■ EXERCISE MATERIALS
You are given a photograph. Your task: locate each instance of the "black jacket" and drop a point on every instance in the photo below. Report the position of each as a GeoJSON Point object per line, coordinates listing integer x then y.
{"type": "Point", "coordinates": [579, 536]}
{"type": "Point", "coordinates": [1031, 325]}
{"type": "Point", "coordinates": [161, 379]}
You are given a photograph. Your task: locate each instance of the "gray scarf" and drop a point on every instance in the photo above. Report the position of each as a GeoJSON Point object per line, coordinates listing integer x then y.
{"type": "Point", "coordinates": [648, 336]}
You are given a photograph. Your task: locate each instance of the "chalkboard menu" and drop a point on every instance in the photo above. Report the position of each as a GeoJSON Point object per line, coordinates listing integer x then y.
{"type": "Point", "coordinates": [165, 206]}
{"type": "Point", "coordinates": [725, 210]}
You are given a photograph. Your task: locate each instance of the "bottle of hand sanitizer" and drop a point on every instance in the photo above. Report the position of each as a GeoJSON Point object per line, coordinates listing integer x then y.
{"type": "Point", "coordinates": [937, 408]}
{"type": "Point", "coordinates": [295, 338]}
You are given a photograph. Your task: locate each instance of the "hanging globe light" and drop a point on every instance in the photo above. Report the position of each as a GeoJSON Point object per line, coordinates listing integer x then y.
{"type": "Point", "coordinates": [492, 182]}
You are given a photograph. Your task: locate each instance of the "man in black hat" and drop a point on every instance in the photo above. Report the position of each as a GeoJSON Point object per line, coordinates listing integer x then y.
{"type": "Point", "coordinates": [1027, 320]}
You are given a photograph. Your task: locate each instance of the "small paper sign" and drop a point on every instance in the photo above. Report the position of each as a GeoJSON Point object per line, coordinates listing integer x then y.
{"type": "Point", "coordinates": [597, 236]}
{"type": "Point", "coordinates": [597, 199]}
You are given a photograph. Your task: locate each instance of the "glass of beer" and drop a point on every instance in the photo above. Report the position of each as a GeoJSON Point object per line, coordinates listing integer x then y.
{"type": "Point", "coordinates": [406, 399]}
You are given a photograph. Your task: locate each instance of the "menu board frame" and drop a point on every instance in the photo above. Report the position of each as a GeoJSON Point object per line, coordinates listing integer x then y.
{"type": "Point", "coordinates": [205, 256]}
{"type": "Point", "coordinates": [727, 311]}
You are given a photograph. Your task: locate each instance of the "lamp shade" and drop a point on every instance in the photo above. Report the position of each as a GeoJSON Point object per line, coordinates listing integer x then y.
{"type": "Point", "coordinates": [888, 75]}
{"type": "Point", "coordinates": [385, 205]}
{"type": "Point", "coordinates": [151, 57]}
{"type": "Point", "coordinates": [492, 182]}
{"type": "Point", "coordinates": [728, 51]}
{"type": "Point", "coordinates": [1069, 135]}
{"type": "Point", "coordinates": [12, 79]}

■ DIRECTIONS
Output the entire set of records exactly as shown.

■ RESPONSE AREA
You are given a photograph. Your task: locate each instance of the "black jacket" and drop a point on every instance in the photo below. Report the position of each as a GeoJSON Point object per line, coordinates listing integer x then y.
{"type": "Point", "coordinates": [579, 536]}
{"type": "Point", "coordinates": [1031, 325]}
{"type": "Point", "coordinates": [161, 379]}
You are given a photograph. Your task: locate each instance of the "gray scarf" and drop a point on every instance in the photo above. Report the position of each as a GeoJSON Point object per line, coordinates listing integer x then y.
{"type": "Point", "coordinates": [648, 336]}
You are given a photograph. Your task: locate each instance of the "chalkboard menu" and drop a point on every instance in the photo above. Report the position of each as a GeoJSON Point object per line, coordinates listing integer x then y.
{"type": "Point", "coordinates": [165, 206]}
{"type": "Point", "coordinates": [725, 210]}
You are given a photograph. Your task: locate each instance of the "bottle of hand sanitizer" and drop a point on every instance in the photo above. Report the position of each as a GeoJSON Point object per line, coordinates listing integer x then y.
{"type": "Point", "coordinates": [937, 408]}
{"type": "Point", "coordinates": [295, 338]}
You are given a photograph. Your task: locate each instance of the "hanging globe light" and drop a point on every instance in the photo above. Report the position of each as a GeoJSON Point object per line, coordinates listing integer x then y.
{"type": "Point", "coordinates": [492, 182]}
You are given a photograph. Your task: locate each instance of the "man in black hat" and drop a point on every instance in the photo above. Report the position of each as a GeoJSON Point object per line, coordinates listing integer x then y.
{"type": "Point", "coordinates": [1027, 320]}
You are given a photograph. Your task: locate each instance of the "small paper sign" and drop a point on every instance in the photo above. Report the position of each as a GeoJSON Point object per line, coordinates listing integer x then y.
{"type": "Point", "coordinates": [597, 236]}
{"type": "Point", "coordinates": [597, 199]}
You are given a photograph. Your task: locate each instance of the "glass of beer" and drop a point on every instance in the photo above. Report the position of each as a GeoJSON Point object per line, coordinates listing integer x then y.
{"type": "Point", "coordinates": [406, 399]}
You are given a photograph. Your task: locate each instance of the "menu board frame" and drop a point on every instance in the photo above. Report the position of each as a GeoJSON Point object per line, coordinates listing integer x then y.
{"type": "Point", "coordinates": [205, 256]}
{"type": "Point", "coordinates": [727, 311]}
You are given a photograph. Your task: locate each instance of the "lamp shade" and drop a point on every instance in the photo above. Report the position of each as a GeoJSON Point object per line, coordinates listing integer x then y.
{"type": "Point", "coordinates": [888, 75]}
{"type": "Point", "coordinates": [385, 205]}
{"type": "Point", "coordinates": [151, 57]}
{"type": "Point", "coordinates": [492, 182]}
{"type": "Point", "coordinates": [728, 51]}
{"type": "Point", "coordinates": [1069, 135]}
{"type": "Point", "coordinates": [12, 79]}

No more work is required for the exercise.